⟨

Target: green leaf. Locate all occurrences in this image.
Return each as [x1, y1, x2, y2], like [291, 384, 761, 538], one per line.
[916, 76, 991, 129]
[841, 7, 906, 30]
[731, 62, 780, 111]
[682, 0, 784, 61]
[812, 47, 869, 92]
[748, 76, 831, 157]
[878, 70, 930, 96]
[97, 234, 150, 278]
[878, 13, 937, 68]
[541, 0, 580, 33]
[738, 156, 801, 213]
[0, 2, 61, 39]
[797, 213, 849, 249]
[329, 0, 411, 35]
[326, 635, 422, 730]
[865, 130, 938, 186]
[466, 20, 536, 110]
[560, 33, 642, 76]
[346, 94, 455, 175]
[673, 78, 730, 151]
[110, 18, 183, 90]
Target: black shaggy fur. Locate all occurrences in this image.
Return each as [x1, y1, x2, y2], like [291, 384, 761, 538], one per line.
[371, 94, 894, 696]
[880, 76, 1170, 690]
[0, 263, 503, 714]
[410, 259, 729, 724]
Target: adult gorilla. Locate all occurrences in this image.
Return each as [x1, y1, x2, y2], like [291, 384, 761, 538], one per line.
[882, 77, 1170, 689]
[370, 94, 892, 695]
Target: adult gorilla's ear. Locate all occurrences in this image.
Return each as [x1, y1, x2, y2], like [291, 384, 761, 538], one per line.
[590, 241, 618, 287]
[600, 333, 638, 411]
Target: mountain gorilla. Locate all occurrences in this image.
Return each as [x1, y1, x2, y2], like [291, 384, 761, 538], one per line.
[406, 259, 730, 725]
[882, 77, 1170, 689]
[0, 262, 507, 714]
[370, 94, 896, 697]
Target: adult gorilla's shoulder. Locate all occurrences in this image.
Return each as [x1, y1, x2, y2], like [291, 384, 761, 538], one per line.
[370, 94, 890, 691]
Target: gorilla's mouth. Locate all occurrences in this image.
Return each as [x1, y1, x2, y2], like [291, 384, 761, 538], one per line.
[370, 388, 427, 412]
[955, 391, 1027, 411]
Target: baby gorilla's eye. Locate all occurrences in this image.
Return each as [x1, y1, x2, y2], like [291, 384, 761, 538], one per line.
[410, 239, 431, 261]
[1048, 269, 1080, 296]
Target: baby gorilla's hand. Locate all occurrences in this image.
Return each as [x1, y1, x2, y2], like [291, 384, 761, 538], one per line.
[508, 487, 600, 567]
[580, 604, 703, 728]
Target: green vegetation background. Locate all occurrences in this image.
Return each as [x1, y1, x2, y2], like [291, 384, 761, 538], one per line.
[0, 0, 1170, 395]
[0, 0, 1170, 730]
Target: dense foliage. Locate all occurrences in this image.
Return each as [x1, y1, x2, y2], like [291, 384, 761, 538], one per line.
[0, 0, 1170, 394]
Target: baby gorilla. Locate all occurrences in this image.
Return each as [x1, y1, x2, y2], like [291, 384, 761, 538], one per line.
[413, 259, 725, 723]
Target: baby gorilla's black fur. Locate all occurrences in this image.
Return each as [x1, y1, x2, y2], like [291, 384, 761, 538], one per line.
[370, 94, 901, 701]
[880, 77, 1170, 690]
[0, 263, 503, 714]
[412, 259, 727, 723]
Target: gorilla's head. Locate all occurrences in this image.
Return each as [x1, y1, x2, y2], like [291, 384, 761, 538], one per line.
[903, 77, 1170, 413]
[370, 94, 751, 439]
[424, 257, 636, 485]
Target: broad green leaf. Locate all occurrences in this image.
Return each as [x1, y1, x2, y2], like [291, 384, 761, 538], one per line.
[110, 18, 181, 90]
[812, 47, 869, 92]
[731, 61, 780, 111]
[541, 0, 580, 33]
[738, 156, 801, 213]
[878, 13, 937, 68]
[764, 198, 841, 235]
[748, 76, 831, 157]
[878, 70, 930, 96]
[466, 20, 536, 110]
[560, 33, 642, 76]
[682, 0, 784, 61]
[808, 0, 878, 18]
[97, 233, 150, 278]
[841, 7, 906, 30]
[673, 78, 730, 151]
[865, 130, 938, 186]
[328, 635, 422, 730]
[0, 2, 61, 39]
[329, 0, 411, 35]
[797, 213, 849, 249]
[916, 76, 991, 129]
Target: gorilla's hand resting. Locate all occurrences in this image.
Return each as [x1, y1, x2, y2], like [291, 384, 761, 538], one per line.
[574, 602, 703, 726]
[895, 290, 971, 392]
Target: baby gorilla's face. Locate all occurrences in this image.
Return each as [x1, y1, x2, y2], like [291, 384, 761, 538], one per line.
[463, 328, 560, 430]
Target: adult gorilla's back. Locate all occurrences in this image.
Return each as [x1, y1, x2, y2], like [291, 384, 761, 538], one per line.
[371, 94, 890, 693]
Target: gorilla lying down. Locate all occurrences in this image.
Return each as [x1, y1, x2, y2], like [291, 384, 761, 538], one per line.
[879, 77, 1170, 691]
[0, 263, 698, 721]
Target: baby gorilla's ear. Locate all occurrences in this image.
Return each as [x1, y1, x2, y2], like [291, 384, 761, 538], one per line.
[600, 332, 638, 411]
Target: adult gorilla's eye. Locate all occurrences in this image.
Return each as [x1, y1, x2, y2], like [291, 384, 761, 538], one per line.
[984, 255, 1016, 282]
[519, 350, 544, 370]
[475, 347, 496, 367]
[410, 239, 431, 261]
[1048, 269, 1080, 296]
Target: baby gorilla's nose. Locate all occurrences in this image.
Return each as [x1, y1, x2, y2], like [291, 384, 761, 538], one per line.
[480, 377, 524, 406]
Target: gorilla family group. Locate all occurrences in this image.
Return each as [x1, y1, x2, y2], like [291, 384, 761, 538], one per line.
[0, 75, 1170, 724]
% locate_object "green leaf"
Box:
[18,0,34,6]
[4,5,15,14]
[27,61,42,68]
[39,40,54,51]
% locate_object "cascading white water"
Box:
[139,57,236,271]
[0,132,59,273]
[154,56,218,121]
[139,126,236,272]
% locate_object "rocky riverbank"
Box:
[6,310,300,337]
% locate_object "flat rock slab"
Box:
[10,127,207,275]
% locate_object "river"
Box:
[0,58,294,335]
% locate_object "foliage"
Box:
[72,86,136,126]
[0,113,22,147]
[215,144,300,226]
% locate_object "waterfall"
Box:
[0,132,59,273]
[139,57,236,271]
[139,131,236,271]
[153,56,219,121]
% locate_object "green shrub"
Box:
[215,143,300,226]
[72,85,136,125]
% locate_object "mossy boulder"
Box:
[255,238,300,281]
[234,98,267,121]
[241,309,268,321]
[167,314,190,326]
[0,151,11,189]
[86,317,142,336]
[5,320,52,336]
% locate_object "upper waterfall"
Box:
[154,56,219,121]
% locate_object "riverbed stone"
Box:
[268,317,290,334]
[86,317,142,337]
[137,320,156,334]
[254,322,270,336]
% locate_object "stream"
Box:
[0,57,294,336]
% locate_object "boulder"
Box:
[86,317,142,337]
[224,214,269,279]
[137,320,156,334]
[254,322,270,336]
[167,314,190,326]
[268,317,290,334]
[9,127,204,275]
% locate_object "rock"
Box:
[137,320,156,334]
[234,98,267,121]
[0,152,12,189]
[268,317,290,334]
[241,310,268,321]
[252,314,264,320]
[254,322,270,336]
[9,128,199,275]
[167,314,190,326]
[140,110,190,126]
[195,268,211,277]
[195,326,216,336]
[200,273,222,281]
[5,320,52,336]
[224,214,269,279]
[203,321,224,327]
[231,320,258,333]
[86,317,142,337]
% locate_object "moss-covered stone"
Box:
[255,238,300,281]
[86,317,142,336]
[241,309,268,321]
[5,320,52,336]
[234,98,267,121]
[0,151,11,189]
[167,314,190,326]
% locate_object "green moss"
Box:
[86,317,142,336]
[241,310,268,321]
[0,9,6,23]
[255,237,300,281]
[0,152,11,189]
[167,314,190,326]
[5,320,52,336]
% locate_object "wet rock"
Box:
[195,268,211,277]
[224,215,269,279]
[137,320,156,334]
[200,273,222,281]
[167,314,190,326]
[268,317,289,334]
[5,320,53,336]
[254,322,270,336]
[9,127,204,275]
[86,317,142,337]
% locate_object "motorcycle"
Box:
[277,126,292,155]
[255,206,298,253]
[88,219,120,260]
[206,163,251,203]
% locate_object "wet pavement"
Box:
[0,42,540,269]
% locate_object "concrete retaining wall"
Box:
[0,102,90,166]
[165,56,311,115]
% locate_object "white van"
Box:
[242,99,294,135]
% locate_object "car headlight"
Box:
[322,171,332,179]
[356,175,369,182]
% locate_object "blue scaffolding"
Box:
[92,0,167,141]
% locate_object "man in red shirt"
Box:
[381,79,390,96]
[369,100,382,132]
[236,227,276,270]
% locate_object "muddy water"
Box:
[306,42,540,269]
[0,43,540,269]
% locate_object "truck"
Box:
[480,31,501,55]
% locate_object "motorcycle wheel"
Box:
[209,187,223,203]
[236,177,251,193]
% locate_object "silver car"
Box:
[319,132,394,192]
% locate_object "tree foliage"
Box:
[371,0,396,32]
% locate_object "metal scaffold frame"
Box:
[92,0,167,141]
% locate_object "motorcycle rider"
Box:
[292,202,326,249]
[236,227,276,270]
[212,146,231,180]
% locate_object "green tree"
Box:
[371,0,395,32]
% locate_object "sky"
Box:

⟩

What you are asked to do →
Pull out every line of the data above that contains the word "waterfall", copying each line in full.

Output of the task →
% locate_object "waterfall"
% locate_object "upper waterfall"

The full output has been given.